*STATED PROBLEM*:
Pick out and copy each line below that contains the word "marking". Case counts.

##############################

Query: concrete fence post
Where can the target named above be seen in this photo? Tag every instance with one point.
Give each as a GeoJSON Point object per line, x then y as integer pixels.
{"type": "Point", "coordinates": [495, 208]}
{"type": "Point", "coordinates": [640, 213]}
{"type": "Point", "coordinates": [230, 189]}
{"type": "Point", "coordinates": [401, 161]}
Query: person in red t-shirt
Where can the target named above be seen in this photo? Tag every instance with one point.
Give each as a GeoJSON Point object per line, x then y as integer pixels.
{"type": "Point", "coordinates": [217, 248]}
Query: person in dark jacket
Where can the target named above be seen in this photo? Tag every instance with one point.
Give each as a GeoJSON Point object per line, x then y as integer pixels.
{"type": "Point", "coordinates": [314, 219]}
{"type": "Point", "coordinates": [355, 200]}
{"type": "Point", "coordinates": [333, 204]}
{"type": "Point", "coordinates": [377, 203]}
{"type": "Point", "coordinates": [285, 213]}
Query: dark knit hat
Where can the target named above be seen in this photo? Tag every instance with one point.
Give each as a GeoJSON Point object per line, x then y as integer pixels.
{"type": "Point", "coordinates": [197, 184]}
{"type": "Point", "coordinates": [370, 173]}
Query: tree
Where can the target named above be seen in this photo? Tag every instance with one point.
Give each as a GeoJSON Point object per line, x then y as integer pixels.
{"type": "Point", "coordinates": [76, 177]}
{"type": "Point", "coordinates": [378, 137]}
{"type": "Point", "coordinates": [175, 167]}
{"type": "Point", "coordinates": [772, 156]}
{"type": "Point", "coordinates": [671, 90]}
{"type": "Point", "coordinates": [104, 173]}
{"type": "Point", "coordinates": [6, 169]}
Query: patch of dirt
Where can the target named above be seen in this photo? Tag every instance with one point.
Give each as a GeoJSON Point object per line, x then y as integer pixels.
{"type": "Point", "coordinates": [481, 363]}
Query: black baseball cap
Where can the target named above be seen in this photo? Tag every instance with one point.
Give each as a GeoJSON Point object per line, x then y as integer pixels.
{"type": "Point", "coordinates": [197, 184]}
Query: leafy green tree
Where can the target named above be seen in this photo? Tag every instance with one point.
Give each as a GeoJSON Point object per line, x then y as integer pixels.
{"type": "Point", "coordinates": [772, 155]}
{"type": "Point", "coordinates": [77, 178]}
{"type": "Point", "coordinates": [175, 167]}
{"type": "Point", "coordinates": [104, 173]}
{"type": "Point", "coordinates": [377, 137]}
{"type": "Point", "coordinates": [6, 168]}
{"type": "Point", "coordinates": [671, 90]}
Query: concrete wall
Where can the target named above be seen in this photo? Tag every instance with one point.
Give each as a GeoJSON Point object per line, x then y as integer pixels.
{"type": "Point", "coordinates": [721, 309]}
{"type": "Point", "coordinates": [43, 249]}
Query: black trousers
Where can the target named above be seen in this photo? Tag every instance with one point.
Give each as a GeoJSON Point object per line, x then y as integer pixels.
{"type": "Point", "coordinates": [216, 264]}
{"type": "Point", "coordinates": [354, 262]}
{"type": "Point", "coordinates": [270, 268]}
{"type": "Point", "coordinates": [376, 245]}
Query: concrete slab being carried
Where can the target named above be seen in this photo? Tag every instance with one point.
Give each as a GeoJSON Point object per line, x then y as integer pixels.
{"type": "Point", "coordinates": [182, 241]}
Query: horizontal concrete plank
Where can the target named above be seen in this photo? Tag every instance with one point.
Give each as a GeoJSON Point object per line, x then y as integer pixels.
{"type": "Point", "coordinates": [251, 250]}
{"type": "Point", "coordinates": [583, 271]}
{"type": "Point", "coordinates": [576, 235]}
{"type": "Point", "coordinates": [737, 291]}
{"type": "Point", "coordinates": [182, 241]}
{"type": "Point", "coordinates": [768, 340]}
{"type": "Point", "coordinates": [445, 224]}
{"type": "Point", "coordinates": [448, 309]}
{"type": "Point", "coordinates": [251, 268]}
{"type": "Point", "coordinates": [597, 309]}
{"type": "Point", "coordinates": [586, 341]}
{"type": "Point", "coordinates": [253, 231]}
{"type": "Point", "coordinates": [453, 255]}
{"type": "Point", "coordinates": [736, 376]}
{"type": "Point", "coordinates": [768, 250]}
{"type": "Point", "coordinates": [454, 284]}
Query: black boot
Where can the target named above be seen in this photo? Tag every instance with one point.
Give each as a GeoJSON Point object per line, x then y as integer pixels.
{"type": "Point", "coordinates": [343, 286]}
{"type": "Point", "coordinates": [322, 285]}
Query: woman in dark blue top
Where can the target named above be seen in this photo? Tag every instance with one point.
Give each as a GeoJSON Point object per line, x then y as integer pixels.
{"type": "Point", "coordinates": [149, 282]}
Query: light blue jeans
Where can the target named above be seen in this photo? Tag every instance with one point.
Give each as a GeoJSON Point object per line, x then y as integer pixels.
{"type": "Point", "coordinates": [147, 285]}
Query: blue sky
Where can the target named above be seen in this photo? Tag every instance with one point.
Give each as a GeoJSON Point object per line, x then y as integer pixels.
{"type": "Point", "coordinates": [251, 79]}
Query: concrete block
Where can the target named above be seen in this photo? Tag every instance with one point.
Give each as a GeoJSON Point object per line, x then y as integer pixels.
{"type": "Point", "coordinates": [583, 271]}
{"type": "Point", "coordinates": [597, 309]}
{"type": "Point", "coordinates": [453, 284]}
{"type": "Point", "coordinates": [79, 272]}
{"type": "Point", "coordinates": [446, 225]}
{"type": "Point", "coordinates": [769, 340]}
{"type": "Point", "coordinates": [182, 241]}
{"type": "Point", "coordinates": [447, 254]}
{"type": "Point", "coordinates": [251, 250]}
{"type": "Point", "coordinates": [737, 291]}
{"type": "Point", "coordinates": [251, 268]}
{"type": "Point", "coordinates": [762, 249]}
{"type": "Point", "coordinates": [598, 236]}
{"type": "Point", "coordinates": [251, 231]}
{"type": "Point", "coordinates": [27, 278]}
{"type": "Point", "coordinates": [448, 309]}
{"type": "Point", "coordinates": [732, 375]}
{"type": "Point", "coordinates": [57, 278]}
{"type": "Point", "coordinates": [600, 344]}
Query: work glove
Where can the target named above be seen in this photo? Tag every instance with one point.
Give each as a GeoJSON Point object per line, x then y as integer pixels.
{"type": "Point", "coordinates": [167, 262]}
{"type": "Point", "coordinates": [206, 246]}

##############################

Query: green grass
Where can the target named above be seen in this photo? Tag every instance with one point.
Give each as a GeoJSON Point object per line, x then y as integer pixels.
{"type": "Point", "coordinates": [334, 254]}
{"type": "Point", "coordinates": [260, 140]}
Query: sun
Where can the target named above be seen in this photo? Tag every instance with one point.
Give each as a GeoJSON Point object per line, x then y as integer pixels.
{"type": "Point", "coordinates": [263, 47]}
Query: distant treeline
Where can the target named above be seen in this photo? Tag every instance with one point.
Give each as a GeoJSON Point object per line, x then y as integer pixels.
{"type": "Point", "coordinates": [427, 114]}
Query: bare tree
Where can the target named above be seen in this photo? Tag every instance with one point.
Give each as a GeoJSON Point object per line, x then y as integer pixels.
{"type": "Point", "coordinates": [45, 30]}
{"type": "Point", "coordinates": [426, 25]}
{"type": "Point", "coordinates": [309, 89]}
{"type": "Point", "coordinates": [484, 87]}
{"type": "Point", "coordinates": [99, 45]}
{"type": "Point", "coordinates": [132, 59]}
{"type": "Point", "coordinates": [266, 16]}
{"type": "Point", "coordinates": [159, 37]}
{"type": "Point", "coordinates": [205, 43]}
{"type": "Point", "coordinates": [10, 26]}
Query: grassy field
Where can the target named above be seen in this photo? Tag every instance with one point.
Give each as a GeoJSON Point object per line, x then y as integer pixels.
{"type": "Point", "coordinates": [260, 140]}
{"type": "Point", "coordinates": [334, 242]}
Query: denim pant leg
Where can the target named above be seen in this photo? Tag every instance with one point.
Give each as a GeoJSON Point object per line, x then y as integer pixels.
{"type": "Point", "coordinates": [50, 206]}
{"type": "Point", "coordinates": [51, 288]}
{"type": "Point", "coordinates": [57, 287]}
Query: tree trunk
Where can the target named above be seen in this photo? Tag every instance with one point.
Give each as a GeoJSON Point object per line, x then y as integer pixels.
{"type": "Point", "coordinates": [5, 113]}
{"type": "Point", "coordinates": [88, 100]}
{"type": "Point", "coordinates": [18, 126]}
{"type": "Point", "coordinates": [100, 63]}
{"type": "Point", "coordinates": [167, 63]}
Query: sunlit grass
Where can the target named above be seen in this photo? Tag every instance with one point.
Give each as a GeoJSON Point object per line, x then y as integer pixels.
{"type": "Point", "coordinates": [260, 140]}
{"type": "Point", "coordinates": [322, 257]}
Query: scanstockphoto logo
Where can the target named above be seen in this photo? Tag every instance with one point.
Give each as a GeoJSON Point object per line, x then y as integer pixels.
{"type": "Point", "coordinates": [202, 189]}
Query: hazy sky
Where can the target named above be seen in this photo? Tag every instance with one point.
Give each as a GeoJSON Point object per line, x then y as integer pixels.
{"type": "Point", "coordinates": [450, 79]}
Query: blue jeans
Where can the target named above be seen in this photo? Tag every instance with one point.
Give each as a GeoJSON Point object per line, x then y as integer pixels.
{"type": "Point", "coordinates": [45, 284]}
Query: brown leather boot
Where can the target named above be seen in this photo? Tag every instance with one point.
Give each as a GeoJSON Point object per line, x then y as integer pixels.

##############################

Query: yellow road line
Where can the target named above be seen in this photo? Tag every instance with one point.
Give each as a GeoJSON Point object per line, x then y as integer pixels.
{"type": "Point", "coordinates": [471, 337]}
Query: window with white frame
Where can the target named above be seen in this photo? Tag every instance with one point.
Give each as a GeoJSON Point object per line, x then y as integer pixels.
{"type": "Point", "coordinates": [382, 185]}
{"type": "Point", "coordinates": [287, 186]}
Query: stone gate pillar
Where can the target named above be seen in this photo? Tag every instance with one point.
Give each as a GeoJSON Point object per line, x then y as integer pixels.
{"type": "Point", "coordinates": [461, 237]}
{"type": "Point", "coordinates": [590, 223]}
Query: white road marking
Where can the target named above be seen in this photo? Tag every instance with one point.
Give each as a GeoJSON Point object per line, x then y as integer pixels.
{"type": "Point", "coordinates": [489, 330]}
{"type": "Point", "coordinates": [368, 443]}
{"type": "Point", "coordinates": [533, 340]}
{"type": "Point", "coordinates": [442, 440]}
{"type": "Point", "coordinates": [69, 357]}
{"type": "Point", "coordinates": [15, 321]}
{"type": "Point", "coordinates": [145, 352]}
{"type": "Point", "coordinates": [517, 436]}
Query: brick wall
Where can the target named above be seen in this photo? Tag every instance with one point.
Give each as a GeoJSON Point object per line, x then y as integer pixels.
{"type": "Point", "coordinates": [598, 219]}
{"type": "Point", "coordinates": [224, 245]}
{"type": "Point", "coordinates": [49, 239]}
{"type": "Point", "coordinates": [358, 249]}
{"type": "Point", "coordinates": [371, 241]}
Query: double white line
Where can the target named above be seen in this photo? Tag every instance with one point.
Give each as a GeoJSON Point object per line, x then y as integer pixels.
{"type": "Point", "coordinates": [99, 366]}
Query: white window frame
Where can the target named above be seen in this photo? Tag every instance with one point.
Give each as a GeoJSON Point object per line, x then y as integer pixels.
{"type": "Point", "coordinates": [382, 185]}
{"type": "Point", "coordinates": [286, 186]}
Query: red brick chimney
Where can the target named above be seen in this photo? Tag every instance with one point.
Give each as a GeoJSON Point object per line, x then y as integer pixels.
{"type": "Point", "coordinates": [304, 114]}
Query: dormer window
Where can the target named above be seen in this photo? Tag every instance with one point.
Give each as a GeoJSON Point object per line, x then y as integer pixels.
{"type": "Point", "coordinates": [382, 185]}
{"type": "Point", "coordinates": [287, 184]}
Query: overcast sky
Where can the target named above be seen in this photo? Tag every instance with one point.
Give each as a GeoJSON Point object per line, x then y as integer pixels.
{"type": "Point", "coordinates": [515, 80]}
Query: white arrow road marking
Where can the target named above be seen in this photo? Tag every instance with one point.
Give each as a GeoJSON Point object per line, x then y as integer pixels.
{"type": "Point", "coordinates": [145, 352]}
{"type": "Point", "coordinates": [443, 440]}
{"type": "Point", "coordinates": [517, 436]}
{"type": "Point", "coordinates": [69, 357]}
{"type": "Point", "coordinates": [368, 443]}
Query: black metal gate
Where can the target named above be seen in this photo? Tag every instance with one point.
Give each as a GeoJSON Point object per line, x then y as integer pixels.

##############################

*WRITTEN SOLUTION*:
Query: white road marking
Query: white arrow road marking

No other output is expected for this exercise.